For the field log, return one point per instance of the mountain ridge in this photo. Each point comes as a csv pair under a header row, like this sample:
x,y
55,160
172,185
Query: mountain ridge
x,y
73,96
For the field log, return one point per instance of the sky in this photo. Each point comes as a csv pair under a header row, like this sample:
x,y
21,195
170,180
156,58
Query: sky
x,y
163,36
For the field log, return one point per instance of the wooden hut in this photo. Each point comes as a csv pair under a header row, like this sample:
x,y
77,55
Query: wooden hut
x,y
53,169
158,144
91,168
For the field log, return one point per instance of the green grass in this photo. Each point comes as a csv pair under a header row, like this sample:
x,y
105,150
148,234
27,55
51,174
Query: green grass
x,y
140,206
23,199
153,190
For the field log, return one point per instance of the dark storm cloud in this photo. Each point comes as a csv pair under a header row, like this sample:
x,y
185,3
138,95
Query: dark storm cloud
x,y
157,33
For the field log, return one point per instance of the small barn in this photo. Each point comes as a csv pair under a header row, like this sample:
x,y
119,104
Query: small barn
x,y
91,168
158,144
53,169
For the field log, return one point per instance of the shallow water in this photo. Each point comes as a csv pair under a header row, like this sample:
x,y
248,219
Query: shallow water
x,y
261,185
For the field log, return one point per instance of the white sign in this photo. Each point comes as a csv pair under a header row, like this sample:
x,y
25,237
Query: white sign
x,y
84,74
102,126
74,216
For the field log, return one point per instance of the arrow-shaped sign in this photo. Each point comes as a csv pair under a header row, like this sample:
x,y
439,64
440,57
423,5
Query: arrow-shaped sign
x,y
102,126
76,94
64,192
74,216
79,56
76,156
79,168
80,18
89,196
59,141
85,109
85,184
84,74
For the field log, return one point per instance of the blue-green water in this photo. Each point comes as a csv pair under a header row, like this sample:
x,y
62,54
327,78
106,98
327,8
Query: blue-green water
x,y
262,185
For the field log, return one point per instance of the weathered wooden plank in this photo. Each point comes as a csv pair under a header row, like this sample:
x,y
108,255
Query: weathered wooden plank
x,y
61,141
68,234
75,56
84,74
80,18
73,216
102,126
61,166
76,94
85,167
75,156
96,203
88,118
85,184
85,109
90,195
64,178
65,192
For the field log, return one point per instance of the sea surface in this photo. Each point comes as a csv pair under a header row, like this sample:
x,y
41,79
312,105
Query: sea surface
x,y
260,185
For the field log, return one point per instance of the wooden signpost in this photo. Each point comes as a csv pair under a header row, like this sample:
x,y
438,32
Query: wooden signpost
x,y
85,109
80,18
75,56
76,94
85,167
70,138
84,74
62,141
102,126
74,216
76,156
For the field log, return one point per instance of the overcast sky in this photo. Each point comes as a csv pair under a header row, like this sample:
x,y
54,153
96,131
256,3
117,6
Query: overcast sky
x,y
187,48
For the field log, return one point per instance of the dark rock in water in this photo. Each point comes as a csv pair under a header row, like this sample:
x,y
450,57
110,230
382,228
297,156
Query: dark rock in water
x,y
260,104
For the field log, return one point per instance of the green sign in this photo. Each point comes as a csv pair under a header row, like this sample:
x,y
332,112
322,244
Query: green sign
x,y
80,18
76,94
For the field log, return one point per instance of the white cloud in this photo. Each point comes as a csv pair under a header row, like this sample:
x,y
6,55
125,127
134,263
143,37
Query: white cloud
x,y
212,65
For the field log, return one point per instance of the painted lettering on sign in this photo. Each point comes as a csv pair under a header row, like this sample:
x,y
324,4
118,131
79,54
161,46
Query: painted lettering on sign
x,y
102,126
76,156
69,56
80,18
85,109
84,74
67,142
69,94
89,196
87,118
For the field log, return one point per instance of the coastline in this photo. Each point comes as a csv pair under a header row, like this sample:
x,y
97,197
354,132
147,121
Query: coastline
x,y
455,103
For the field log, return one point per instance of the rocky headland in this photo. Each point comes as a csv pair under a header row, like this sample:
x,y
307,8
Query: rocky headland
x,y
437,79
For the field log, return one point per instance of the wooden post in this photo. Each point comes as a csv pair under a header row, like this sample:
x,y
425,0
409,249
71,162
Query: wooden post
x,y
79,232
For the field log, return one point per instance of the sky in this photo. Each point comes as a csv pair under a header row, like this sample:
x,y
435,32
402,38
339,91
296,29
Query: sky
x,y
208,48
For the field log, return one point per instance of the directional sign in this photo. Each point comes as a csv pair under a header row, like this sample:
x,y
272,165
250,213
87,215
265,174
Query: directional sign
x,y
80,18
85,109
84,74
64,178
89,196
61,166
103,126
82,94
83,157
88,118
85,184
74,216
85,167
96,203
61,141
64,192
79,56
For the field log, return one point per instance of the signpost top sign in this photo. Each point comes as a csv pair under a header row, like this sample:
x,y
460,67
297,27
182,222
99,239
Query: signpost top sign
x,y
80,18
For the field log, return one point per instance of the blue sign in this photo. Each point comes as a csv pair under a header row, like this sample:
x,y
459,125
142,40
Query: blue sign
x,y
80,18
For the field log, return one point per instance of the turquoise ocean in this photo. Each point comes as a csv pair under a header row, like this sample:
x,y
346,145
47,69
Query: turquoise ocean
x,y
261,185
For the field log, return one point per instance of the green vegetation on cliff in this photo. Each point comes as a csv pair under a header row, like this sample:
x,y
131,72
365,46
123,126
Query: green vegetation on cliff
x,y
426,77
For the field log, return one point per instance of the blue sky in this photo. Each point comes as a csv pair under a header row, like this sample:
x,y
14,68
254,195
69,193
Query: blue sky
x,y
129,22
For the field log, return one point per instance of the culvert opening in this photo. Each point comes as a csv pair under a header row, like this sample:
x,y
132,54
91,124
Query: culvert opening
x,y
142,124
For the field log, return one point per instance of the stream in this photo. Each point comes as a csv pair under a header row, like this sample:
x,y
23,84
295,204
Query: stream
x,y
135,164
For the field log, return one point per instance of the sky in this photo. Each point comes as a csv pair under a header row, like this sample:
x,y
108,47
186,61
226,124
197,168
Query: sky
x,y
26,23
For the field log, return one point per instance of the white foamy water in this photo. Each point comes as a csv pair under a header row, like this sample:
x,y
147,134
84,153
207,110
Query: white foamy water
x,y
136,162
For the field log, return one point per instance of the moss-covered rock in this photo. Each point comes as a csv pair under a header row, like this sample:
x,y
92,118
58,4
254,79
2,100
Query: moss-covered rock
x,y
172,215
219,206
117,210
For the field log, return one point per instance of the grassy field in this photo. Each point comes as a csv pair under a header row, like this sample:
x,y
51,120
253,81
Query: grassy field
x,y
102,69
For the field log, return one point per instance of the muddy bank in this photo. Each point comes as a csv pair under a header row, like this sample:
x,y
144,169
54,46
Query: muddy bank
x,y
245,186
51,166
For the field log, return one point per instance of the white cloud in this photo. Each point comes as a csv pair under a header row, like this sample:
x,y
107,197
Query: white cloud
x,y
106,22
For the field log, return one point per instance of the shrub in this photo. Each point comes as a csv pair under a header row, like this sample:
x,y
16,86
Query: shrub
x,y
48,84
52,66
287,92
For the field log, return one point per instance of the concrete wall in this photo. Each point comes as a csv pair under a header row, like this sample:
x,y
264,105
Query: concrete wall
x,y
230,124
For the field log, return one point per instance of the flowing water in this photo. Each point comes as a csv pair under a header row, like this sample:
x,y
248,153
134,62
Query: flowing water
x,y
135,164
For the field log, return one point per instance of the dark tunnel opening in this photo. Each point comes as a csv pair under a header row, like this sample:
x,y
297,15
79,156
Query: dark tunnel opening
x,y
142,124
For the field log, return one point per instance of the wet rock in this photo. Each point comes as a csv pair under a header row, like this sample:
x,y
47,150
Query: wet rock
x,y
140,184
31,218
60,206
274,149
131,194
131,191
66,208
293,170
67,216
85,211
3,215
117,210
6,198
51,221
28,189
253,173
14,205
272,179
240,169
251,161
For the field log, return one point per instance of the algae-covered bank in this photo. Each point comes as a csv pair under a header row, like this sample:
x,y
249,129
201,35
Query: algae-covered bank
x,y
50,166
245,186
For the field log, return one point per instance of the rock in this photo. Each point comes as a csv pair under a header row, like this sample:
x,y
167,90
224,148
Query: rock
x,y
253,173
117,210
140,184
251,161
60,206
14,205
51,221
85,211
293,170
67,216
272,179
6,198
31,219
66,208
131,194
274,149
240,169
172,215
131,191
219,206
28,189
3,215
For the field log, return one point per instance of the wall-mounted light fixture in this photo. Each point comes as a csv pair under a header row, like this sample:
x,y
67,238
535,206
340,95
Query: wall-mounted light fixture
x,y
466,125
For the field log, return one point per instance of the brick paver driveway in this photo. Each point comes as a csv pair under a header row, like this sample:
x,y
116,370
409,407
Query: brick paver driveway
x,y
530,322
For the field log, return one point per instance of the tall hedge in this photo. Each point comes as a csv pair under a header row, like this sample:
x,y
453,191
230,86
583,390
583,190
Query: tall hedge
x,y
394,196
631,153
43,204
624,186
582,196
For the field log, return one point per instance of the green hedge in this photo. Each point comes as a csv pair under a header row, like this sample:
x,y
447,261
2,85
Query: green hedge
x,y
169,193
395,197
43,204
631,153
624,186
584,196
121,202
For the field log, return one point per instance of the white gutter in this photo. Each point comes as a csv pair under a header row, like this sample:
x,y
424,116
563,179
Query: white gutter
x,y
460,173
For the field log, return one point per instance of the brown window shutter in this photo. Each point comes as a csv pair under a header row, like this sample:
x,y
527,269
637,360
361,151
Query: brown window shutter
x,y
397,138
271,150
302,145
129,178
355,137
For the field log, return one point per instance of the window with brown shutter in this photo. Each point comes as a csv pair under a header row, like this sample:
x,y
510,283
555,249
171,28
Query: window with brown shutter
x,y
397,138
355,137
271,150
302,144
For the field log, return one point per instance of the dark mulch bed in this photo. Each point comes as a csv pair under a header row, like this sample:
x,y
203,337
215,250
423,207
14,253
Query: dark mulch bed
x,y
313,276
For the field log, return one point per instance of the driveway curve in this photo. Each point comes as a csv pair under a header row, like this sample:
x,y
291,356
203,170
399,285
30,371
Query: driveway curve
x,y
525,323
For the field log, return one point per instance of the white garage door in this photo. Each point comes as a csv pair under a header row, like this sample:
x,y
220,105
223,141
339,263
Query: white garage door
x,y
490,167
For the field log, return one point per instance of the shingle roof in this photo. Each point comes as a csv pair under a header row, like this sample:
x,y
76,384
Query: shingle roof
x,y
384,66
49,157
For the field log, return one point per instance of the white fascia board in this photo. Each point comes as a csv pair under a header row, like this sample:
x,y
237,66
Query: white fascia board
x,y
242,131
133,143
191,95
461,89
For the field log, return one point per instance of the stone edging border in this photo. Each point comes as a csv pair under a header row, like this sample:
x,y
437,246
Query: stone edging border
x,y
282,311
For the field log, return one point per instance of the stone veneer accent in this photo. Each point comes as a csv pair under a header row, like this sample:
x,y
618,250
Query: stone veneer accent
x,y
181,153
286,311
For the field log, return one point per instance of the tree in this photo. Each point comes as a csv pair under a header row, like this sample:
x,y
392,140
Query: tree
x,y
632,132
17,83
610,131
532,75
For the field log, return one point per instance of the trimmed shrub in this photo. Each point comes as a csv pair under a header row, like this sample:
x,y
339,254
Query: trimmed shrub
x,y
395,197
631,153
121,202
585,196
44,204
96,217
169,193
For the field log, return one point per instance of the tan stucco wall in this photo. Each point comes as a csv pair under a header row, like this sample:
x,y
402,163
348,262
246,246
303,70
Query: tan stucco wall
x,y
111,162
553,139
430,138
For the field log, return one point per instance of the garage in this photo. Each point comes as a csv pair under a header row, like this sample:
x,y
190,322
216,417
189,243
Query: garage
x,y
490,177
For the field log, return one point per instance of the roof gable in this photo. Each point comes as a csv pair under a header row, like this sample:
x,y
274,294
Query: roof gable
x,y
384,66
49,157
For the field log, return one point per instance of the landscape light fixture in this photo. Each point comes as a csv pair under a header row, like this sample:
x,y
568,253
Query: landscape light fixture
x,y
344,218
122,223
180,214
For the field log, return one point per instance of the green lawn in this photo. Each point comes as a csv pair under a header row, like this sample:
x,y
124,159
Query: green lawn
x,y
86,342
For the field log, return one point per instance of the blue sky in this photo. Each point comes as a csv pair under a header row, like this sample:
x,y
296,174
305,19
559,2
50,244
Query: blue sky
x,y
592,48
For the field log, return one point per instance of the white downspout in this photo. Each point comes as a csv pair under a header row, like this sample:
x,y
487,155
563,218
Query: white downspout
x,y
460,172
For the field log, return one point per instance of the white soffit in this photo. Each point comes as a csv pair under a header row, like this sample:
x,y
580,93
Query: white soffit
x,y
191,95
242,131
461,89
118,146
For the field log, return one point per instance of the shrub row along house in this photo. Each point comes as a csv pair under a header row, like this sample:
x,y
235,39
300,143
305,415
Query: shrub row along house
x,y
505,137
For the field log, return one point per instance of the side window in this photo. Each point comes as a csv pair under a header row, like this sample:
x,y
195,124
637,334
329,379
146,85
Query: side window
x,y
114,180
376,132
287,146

+++

WHAT IS NEEDED — The lines to reproduce run from the one that contains "the tan stucco" through the last line above; copy them exactly.

ANSWER TO THIS PROBLEM —
For the field log, return one point per instance of the tan stucco wall in this photo. Each point comes as a csv pair under a header row, like this sample:
x,y
402,163
348,262
246,246
303,70
Query: tan stucco wall
x,y
111,162
553,139
430,138
For the field log, return one point per instance of the garage in this photo. Each point comes as a csv pair under a header row, like this sample:
x,y
190,322
216,417
189,243
Query: garage
x,y
490,177
For the field log, return one point per instance of the roof gable in this photo. Each point comes as a csv pair under a header row, like this sample:
x,y
274,294
Query: roof gable
x,y
384,66
49,157
For the field log, return one point per instance of the landscape light fixture in this photo. Each point comes as a csv pair under a header row, like this sample:
x,y
568,253
Query: landscape light fixture
x,y
344,218
122,223
180,214
For the field log, return one point per instance of the green lawn in this photo. Each point comes as a csv pair under a header row, like this sample:
x,y
124,159
Query: green lawn
x,y
86,342
For the field log, return one point per instance of the blue sky in this photo. Each point comes as a csv pair under a header row, like this sample:
x,y
296,174
305,19
559,2
50,244
Query: blue sky
x,y
592,48
For the field log, return one point per instance of the white downspout in this photo. Each point comes as a csv pair under a header row, like this sample:
x,y
487,155
563,218
Query: white downspout
x,y
460,172
For the field log, return one point per instance of the white soffit in this photo. Each point comes as a csv pair under a header row, like this sample:
x,y
580,93
Query: white soffit
x,y
191,95
242,131
461,89
118,146
For the field log, return one point per instance of the shrub row along house in this photo. Each point comes as a csv pair under a header row, like this sample:
x,y
235,39
300,143
305,415
Query: shrub row along house
x,y
505,137
For the field log, return one point per instance of the side window in this photo. Each point comes as a csv pair under a header row, like this sample:
x,y
195,124
637,334
329,379
146,85
Query: side window
x,y
114,180
376,132
287,146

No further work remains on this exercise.